### RECORDED INFORMATION:
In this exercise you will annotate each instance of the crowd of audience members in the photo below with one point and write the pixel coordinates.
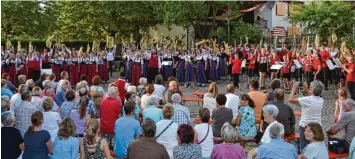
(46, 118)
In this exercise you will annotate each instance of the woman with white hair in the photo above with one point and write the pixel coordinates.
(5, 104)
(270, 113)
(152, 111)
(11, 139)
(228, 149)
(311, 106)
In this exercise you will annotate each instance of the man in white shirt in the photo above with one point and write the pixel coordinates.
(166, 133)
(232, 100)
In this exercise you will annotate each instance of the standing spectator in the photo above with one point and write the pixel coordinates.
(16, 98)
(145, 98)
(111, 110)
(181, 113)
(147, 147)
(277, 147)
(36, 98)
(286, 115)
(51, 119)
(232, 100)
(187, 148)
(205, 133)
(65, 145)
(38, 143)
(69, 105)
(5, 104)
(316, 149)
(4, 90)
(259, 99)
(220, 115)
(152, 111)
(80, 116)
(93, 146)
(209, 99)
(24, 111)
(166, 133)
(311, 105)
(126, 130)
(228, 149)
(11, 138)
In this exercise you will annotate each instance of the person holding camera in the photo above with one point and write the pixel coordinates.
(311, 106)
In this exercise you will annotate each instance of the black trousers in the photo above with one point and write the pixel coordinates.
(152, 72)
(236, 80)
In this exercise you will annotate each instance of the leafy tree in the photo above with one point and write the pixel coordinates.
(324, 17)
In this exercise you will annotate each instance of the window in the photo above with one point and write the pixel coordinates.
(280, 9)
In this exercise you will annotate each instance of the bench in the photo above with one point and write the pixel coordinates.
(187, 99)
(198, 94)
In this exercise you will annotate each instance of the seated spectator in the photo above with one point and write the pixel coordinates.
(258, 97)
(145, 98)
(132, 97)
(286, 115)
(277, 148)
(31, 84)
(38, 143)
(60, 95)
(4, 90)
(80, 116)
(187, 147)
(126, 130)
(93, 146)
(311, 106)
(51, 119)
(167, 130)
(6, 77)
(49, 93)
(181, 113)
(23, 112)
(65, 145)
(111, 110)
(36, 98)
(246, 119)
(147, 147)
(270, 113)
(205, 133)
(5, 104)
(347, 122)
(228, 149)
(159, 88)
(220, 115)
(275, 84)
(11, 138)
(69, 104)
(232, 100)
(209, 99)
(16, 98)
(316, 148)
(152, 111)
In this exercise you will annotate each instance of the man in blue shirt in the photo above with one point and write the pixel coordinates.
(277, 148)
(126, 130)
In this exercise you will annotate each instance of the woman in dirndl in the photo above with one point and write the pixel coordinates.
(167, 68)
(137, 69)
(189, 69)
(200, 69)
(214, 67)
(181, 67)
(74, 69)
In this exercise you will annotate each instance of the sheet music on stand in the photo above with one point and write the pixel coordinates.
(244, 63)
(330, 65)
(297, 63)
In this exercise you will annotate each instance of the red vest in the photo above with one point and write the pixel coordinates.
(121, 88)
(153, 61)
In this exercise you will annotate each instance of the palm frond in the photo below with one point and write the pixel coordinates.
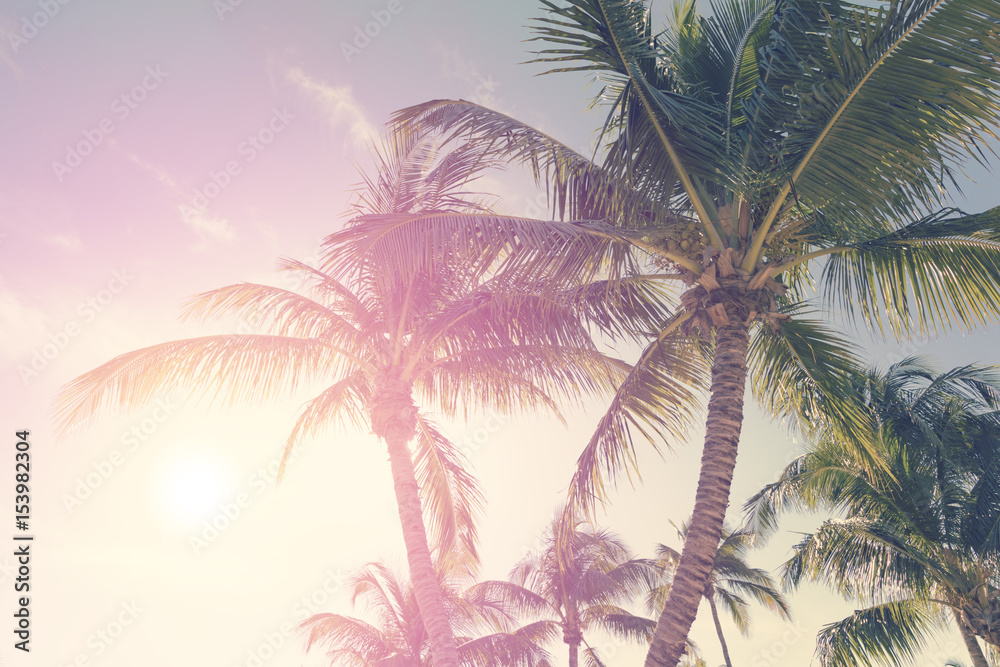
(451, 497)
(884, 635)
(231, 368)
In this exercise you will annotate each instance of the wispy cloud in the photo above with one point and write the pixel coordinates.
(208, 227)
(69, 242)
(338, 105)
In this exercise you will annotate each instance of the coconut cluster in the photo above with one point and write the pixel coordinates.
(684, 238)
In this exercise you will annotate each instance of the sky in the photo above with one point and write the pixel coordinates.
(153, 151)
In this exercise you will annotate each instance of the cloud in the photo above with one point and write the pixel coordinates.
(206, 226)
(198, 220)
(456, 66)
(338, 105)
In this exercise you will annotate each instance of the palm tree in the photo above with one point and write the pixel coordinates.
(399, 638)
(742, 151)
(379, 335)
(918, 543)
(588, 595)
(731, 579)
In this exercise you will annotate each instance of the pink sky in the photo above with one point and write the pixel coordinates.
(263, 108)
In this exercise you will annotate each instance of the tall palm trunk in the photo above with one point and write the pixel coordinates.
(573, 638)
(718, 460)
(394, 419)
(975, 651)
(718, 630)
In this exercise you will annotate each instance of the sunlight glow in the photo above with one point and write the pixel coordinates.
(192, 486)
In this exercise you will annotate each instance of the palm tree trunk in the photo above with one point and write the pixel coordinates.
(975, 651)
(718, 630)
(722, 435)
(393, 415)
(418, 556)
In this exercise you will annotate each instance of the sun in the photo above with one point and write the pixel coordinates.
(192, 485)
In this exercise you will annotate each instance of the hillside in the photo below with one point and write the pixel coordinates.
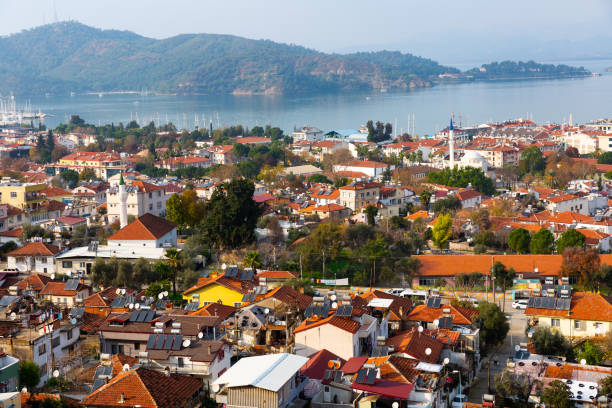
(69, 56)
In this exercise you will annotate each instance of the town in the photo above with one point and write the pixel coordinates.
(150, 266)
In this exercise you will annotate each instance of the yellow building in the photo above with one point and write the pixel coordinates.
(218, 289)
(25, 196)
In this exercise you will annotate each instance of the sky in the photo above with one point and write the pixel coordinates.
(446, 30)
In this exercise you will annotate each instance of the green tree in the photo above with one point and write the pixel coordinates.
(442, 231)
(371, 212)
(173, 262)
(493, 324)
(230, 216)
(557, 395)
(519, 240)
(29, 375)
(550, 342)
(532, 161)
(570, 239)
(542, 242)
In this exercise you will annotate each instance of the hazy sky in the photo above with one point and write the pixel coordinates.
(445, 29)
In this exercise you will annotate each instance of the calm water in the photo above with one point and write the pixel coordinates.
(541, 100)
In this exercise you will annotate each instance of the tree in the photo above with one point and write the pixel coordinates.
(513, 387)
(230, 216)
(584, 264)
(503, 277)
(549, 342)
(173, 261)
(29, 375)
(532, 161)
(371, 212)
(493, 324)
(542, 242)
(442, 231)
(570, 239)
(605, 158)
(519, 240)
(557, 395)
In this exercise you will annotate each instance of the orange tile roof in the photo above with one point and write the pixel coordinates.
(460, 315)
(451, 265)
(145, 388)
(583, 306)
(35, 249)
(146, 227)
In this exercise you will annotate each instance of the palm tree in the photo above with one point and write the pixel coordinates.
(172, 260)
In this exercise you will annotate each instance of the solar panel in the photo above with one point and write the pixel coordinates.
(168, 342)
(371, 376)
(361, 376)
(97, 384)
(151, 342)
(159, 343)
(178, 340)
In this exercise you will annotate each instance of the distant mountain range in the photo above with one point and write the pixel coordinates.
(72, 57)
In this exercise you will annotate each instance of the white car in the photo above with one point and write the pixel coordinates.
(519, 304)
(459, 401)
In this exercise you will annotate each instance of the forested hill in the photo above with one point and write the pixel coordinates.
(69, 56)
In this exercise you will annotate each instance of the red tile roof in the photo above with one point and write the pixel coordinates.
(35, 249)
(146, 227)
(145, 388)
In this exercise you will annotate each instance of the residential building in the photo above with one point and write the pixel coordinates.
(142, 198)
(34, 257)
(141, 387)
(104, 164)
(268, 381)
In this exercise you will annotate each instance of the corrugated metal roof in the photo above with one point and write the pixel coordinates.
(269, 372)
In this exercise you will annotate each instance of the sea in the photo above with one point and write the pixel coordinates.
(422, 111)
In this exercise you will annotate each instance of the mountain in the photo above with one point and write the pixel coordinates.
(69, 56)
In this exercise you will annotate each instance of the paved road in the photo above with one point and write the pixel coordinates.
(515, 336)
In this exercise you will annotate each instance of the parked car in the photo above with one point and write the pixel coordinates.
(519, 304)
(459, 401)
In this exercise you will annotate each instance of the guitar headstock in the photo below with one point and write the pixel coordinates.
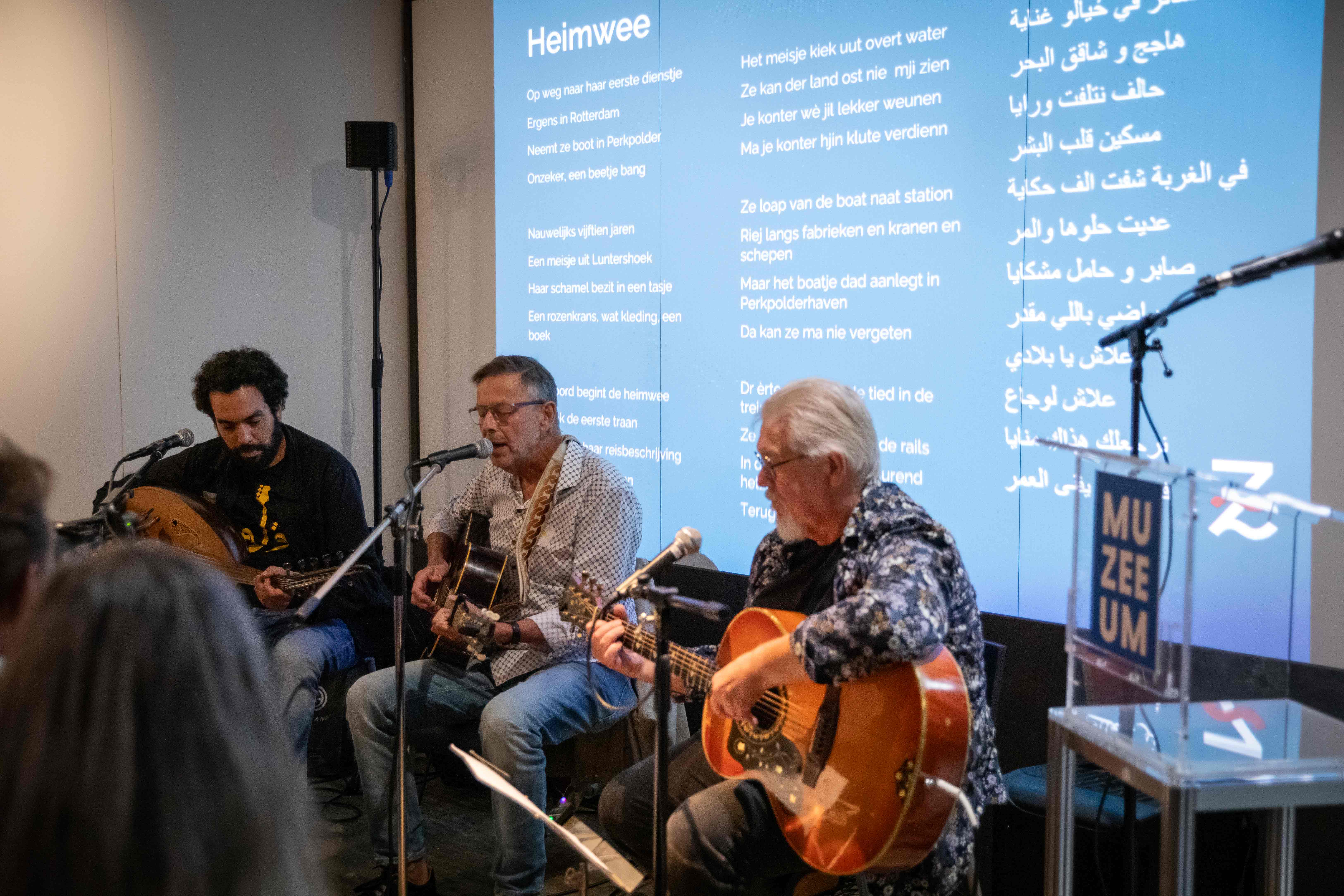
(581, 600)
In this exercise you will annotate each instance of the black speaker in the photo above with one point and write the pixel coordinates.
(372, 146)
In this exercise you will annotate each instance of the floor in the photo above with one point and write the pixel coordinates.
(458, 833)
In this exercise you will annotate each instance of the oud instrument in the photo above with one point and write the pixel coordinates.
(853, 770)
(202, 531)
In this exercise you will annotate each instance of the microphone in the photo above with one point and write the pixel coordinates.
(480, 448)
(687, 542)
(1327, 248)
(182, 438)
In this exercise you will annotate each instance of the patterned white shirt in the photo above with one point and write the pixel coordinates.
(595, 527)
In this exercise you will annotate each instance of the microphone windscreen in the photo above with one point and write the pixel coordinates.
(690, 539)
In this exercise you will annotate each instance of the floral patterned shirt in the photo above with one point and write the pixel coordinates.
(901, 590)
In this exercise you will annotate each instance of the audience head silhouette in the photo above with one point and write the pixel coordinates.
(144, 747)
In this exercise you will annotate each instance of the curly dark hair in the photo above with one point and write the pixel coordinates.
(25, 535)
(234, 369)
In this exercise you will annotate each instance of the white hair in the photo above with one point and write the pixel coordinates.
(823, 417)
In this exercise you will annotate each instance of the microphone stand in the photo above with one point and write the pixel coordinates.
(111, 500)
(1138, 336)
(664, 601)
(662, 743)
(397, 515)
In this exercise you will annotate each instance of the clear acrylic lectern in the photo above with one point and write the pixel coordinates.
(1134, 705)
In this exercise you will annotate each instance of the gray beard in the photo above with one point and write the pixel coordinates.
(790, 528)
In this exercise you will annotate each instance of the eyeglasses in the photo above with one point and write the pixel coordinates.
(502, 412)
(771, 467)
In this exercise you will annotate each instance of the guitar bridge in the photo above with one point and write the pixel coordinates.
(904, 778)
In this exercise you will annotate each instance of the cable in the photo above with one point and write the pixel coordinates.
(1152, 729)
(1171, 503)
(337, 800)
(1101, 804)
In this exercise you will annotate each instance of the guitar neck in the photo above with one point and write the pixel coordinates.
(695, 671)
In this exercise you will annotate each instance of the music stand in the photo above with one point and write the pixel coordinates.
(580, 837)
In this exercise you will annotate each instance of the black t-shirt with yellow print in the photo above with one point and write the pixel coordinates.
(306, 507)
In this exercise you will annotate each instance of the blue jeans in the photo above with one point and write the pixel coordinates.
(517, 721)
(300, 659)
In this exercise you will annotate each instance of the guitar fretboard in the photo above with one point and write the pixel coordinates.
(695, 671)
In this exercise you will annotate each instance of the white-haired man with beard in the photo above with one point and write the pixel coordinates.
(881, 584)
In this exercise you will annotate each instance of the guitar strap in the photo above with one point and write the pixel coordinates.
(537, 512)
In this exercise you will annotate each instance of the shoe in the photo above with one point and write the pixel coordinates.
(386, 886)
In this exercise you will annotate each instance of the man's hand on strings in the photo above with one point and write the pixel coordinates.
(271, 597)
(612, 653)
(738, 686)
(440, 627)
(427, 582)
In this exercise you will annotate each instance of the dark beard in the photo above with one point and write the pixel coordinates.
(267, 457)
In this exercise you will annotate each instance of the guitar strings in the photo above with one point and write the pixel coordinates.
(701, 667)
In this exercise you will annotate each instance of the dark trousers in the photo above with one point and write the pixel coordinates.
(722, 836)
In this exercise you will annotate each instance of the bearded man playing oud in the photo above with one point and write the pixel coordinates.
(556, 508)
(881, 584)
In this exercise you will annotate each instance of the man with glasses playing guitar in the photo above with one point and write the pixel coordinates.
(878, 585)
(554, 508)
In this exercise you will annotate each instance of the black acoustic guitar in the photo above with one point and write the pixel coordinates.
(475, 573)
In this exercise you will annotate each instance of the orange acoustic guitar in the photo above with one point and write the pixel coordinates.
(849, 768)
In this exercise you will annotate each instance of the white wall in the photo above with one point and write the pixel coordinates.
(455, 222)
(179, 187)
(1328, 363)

### EXERCISE:
In the listing above, find the line with "the black acoustic" and set down that line and all after it exactly, through the final line.

### OUTPUT BELOW:
In this exercise you will annotate each instance of the black acoustic guitar in the photo above with one point and write the pixel coordinates.
(475, 573)
In this exercise you will annotate each instance of the orange acoustic guitar in the photo above with one point and write the pixel coordinates.
(849, 768)
In this exercise you will annotate each instance of the white wall in the photo above with one point and write the pixel coordinates.
(455, 222)
(179, 187)
(1328, 363)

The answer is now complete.